[Exercise aim]
Reproduce, unchanged, the lines between the one holding "Query: fiesta grille" and the last line of the records, including both ends, but no pictures.

(Natural language region descriptions)
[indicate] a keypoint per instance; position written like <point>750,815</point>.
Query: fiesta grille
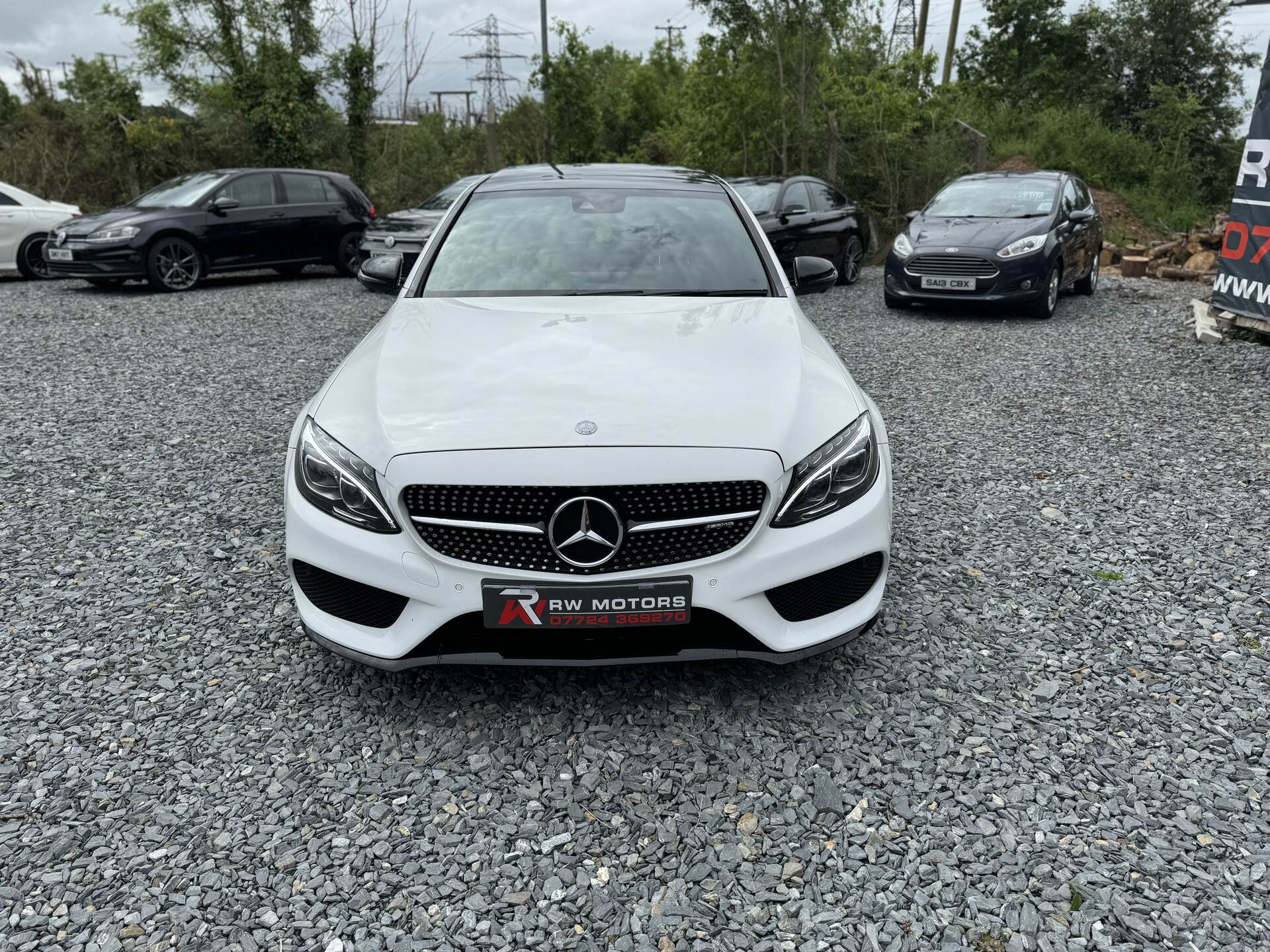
<point>635,504</point>
<point>345,598</point>
<point>952,267</point>
<point>826,592</point>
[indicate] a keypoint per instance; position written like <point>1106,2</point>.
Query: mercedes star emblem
<point>585,532</point>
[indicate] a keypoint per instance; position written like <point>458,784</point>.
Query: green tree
<point>257,52</point>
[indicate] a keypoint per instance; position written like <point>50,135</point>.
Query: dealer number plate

[Result for this exercise]
Query: fiesta grille
<point>635,504</point>
<point>345,598</point>
<point>952,267</point>
<point>826,592</point>
[indicate] a keypoint per instance; position written like <point>1106,2</point>.
Query: mercedes star emblem
<point>585,532</point>
[indicate] a keypoint per instance; position written like <point>458,784</point>.
Query: green tree
<point>257,52</point>
[indicate] a keypoint per instance; position written like <point>50,135</point>.
Query: dealer number plate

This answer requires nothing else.